EXTRACTED MATERIAL:
┄┄┄┄┄┄┄┄┄┄

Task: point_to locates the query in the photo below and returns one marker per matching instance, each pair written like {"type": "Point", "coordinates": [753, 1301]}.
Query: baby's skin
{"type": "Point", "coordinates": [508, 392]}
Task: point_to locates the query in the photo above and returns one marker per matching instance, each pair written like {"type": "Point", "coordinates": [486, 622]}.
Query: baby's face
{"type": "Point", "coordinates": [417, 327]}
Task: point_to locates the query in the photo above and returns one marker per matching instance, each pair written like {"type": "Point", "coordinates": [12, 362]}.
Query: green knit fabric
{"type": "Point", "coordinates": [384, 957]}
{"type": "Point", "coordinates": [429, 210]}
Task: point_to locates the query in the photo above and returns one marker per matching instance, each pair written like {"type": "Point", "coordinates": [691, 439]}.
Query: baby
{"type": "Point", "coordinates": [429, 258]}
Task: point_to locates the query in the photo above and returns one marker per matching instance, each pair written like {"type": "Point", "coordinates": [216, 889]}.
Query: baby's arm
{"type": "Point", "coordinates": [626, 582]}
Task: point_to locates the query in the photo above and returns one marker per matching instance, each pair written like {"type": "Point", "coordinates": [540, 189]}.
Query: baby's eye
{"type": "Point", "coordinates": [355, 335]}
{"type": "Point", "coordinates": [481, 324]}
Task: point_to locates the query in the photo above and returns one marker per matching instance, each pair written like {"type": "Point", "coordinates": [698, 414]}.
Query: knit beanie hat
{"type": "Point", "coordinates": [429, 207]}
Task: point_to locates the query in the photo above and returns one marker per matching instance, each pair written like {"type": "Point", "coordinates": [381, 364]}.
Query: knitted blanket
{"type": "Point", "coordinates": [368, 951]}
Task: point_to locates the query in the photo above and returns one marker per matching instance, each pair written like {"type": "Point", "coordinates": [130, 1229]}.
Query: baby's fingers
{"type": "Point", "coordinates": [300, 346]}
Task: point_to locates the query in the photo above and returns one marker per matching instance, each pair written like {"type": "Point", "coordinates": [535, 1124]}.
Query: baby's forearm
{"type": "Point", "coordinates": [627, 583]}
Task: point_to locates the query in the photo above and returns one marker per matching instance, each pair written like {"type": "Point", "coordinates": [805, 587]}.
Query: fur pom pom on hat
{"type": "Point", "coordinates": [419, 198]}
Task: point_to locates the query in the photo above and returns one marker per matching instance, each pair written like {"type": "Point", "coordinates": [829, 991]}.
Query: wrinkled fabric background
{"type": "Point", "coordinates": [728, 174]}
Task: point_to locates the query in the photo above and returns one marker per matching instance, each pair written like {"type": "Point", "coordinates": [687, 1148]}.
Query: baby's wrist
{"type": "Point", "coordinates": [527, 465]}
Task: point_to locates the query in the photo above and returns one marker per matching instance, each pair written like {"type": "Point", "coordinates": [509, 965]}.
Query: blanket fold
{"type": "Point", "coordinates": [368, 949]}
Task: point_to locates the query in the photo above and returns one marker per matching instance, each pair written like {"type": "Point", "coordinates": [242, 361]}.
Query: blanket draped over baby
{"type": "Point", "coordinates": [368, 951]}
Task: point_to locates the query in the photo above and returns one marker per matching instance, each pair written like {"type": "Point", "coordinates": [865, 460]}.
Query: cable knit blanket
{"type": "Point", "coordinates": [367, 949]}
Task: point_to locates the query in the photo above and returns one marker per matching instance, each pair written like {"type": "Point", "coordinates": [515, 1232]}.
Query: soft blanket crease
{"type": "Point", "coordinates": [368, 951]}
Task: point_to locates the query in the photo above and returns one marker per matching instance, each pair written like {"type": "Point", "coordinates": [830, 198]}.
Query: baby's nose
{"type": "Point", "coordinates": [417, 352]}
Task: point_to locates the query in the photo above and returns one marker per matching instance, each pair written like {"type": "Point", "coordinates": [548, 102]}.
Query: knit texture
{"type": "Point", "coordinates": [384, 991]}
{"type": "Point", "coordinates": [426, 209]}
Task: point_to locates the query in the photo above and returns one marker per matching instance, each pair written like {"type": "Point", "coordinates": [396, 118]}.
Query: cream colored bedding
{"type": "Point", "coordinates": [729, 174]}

┄┄┄┄┄┄┄┄┄┄

PROBLEM DESCRIPTION: Please transcribe the entire listing precisely.

FINAL ANSWER:
Task: point_to locates the query in the photo below and returns one marker per matching instance, each pair written like {"type": "Point", "coordinates": [753, 1301]}.
Query: baby's skin
{"type": "Point", "coordinates": [508, 392]}
Task: point_to locates the query in the photo above and returns one marker per matching instance, each pair written like {"type": "Point", "coordinates": [486, 622]}.
Query: baby's face
{"type": "Point", "coordinates": [417, 327]}
Task: point_to locates the query in the photo above and returns one marker per matching instance, each pair written like {"type": "Point", "coordinates": [12, 362]}.
Query: green knit fabric
{"type": "Point", "coordinates": [384, 957]}
{"type": "Point", "coordinates": [429, 210]}
Task: point_to locates the query in the photo above and returns one marker per matching instance, each pair written like {"type": "Point", "coordinates": [691, 439]}.
Query: baby
{"type": "Point", "coordinates": [429, 258]}
Task: point_to locates the query in the photo above and returns one marker per matching instance, each pair written like {"type": "Point", "coordinates": [216, 889]}.
Query: baby's arm
{"type": "Point", "coordinates": [626, 582]}
Task: point_to locates the query in the photo above and returns one marker per matching instance, each pair written like {"type": "Point", "coordinates": [540, 189]}.
Query: baby's eye
{"type": "Point", "coordinates": [355, 335]}
{"type": "Point", "coordinates": [481, 324]}
Task: point_to locates the query in the photo above and returns one marker per matching instance, each pair written like {"type": "Point", "coordinates": [698, 414]}.
Query: knit beanie hat
{"type": "Point", "coordinates": [429, 207]}
Task: point_to locates the query in the photo above and returns one marker per matching instance, each pair written like {"type": "Point", "coordinates": [381, 364]}.
Query: knitted blanket
{"type": "Point", "coordinates": [368, 951]}
Task: point_to locates the query in the photo above and returns one marker per matching instance, each pair written like {"type": "Point", "coordinates": [130, 1229]}.
Query: baby's fingers
{"type": "Point", "coordinates": [300, 346]}
Task: point_to locates the query in the photo above and returns one marker per matching instance, each pair written like {"type": "Point", "coordinates": [535, 1124]}.
Query: baby's forearm
{"type": "Point", "coordinates": [627, 583]}
Task: point_to locates the query in the photo above and returns one marker per matching instance, each pair written like {"type": "Point", "coordinates": [805, 587]}.
Query: fur pom pom on hat
{"type": "Point", "coordinates": [419, 198]}
Task: point_to locates the query in the photo above and returns one marker per matching instance, each pair written like {"type": "Point", "coordinates": [829, 991]}.
Query: wrinkled fabric background
{"type": "Point", "coordinates": [728, 174]}
Task: point_to locates the query in the photo above and returns one marker per matching instance, each pair written like {"type": "Point", "coordinates": [687, 1148]}.
Query: baby's wrist
{"type": "Point", "coordinates": [527, 465]}
Task: point_to locates the query in the photo above and returns one marker per matching instance, each pair written like {"type": "Point", "coordinates": [509, 965]}.
Query: blanket fold
{"type": "Point", "coordinates": [368, 949]}
Task: point_to locates the query in the photo above and returns one marker per matching instance, each pair written like {"type": "Point", "coordinates": [242, 361]}.
Query: blanket draped over baby
{"type": "Point", "coordinates": [368, 951]}
Task: point_to locates the query in the photo above and returns one marker per matching instance, each pair written like {"type": "Point", "coordinates": [865, 460]}.
Query: cable knit blanket
{"type": "Point", "coordinates": [367, 949]}
Task: point_to locates the query in the photo above and returns one marker per matching instance, each pair written like {"type": "Point", "coordinates": [515, 1232]}.
Query: soft blanket crease
{"type": "Point", "coordinates": [368, 951]}
Task: point_to locates the query in the photo above and returns one marker per matching instance, each pair written like {"type": "Point", "coordinates": [830, 198]}.
Query: baby's nose
{"type": "Point", "coordinates": [417, 352]}
Task: point_to locates the query in the photo above and returns one marker per matching instance, each pair written like {"type": "Point", "coordinates": [548, 102]}.
Query: knit texture
{"type": "Point", "coordinates": [384, 991]}
{"type": "Point", "coordinates": [426, 209]}
Task: point_to locates the query in the photo above and returns one marker per matching instance, each pair written like {"type": "Point", "coordinates": [396, 118]}.
Query: cream colored bedding
{"type": "Point", "coordinates": [729, 174]}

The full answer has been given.